(What to produce) All lines from the opening of the data to the line containing "query | domed roof section" must be returned unchanged, and only those lines.

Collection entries
######
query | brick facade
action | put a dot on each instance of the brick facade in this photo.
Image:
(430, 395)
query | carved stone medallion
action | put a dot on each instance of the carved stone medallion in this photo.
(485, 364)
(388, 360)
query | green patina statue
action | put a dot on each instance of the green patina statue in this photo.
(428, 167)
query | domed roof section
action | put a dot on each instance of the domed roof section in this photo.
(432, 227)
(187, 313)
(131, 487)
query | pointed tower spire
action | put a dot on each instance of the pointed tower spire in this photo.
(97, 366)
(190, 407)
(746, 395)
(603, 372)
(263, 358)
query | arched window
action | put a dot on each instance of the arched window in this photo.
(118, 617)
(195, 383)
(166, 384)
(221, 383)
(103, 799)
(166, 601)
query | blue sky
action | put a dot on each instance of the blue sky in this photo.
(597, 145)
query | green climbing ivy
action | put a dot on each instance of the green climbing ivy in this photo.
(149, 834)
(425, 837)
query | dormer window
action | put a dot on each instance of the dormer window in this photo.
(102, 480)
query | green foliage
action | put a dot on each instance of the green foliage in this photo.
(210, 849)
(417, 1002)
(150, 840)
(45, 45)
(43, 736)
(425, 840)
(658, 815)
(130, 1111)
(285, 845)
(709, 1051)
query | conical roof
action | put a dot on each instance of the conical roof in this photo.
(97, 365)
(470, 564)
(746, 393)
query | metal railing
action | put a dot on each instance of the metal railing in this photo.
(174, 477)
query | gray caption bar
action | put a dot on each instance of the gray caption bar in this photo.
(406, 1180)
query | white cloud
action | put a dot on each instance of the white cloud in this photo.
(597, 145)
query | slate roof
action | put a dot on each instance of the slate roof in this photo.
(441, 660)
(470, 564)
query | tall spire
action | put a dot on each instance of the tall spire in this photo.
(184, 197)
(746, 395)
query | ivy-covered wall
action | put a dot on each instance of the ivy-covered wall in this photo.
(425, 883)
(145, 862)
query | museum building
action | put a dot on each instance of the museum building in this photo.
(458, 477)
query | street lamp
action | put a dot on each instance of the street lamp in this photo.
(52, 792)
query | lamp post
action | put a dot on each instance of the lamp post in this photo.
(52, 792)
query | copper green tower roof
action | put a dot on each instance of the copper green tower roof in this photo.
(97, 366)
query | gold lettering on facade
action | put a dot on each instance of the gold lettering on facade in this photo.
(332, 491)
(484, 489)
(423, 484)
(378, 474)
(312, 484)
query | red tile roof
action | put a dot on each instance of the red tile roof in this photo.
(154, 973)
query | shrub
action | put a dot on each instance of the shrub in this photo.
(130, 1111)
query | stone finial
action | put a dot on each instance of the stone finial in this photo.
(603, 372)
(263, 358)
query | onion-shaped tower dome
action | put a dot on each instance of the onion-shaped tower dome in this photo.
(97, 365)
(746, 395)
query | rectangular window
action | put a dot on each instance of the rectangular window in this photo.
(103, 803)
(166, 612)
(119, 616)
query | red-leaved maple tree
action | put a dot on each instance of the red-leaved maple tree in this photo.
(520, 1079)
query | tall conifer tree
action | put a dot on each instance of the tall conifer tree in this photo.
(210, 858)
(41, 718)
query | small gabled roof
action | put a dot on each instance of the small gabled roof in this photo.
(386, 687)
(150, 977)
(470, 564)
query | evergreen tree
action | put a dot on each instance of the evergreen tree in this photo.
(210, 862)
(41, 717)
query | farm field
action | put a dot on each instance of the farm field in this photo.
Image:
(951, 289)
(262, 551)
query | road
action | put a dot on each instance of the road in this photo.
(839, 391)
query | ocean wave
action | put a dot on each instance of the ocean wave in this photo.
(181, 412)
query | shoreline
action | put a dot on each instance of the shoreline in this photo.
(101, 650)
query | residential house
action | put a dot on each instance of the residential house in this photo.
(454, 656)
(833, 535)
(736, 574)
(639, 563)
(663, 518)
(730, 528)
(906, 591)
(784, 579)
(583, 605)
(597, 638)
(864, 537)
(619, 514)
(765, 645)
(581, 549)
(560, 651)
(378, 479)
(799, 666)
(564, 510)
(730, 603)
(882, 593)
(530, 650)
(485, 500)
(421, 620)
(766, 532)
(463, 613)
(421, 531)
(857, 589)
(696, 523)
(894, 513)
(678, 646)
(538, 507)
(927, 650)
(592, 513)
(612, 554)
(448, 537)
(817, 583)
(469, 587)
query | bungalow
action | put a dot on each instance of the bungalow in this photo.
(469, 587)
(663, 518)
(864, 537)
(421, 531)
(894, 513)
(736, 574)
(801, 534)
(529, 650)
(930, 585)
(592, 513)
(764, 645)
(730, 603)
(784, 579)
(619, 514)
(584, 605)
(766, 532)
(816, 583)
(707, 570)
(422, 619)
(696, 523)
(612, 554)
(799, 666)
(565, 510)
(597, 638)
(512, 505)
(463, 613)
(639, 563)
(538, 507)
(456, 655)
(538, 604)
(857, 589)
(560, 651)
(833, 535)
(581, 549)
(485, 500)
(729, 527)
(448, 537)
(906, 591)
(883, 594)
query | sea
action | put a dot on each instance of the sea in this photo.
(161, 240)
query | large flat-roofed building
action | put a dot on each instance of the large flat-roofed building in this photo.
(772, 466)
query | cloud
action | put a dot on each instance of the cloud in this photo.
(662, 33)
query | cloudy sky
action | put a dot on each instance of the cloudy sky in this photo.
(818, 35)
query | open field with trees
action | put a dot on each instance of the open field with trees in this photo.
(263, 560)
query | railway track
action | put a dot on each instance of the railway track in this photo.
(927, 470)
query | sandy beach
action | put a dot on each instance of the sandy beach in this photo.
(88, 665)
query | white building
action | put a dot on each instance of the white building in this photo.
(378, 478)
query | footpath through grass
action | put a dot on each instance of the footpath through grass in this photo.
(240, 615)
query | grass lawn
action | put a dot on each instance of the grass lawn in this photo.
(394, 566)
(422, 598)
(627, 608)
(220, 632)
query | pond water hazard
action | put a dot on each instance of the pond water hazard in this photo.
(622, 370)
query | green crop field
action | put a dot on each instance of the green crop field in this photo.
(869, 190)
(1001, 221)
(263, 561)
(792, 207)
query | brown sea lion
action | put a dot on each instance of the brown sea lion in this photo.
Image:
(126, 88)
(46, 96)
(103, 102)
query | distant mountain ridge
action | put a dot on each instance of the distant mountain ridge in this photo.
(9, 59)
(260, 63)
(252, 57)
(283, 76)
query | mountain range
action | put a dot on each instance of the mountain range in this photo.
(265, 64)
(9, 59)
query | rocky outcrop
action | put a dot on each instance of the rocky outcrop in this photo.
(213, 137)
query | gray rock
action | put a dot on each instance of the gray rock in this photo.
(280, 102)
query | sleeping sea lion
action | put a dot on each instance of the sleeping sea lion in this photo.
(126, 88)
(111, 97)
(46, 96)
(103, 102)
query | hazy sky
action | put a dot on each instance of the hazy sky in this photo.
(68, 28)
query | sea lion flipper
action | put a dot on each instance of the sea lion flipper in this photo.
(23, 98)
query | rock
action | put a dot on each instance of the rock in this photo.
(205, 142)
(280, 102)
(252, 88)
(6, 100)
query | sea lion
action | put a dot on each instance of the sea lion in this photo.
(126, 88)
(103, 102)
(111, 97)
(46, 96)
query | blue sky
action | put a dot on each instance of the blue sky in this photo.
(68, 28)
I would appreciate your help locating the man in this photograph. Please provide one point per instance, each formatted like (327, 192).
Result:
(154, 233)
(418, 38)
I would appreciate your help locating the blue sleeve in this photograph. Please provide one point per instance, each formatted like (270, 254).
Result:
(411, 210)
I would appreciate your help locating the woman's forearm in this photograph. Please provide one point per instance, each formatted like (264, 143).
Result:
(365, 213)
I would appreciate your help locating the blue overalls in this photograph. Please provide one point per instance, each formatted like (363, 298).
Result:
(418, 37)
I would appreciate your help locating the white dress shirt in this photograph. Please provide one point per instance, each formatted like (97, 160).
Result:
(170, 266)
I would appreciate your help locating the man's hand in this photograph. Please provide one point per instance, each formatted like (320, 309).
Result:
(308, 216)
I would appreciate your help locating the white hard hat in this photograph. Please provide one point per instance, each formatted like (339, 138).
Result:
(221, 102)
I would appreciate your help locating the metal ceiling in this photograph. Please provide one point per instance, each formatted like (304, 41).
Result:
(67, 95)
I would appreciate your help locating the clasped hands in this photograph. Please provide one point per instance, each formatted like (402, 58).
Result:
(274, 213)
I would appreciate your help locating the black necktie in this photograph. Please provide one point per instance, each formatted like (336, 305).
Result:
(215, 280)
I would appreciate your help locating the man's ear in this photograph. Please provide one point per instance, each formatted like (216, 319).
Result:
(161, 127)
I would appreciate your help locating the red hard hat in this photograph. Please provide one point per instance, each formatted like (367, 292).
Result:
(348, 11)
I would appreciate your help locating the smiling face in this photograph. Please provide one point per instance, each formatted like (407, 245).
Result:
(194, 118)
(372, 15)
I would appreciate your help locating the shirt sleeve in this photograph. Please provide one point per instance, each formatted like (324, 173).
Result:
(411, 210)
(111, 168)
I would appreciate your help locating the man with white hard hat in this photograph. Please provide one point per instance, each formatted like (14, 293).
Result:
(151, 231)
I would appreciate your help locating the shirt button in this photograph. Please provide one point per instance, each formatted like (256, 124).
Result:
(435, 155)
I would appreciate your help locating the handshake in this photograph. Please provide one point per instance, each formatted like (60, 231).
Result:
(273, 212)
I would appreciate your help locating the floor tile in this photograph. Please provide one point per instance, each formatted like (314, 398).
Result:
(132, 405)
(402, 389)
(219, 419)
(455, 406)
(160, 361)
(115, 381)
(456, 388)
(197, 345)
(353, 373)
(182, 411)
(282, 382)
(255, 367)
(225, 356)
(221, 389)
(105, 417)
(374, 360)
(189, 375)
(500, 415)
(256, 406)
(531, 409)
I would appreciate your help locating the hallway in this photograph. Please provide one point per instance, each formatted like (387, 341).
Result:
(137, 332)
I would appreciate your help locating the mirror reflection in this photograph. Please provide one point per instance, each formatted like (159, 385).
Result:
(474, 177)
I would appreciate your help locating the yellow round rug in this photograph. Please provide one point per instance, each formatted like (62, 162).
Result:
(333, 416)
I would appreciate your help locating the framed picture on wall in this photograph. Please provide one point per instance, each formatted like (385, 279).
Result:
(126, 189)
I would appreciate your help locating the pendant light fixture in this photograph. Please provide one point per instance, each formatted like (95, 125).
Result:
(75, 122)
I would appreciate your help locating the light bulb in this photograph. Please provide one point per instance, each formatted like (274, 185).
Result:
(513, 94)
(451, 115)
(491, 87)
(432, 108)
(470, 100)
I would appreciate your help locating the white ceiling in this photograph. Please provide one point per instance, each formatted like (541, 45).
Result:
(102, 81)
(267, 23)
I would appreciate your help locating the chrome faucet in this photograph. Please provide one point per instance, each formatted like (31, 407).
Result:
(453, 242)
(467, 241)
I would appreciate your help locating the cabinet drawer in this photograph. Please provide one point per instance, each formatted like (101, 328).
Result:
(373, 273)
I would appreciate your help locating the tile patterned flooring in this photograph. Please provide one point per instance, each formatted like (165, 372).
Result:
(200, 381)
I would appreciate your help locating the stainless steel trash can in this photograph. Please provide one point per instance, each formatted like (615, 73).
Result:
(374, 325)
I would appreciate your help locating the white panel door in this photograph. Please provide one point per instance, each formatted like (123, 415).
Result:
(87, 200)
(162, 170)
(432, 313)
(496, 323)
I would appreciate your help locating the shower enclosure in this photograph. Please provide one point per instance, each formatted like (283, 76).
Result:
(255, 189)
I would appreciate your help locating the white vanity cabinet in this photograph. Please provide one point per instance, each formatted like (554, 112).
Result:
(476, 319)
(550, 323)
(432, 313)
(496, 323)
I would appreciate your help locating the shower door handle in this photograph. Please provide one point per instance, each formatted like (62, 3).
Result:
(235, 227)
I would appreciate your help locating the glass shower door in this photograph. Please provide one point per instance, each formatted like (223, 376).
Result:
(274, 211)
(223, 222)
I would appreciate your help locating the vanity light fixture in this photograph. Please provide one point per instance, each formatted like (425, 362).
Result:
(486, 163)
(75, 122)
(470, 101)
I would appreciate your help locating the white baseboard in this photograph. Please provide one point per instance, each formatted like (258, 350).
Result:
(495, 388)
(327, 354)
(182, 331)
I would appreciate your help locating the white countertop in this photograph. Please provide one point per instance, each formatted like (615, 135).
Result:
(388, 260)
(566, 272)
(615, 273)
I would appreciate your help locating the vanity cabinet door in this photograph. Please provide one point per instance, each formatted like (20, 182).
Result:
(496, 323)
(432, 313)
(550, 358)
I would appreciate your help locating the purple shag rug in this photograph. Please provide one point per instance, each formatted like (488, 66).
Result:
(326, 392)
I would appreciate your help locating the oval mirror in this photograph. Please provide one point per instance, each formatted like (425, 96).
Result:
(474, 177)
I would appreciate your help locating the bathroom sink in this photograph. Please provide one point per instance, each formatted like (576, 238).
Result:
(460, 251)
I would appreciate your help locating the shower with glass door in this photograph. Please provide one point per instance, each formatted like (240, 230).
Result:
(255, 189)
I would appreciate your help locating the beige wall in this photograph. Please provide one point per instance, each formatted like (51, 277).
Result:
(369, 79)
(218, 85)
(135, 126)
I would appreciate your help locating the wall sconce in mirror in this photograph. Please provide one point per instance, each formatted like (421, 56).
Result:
######
(Your response)
query | brick facade
action | put a dot on each instance of the brick facade in this photo.
Image:
(430, 395)
query | carved stone medallion
action | put a dot on each instance of the carved stone medallion in this photo.
(485, 364)
(388, 360)
query | green patina statue
action | put a dot on each instance of the green patina statue in this photo.
(428, 167)
query | domed roof section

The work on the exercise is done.